WORK TO COMPLETE: Print all the entries verbatim.

-- Start of DATA EXTRACT --

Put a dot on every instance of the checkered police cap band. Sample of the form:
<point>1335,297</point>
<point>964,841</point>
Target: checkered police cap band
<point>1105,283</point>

-- End of DATA EXTRACT --

TASK ANSWER:
Put a dot on every instance of the checkered police cap band. Sample of the form:
<point>1335,297</point>
<point>964,841</point>
Target: checkered police cap band
<point>1105,283</point>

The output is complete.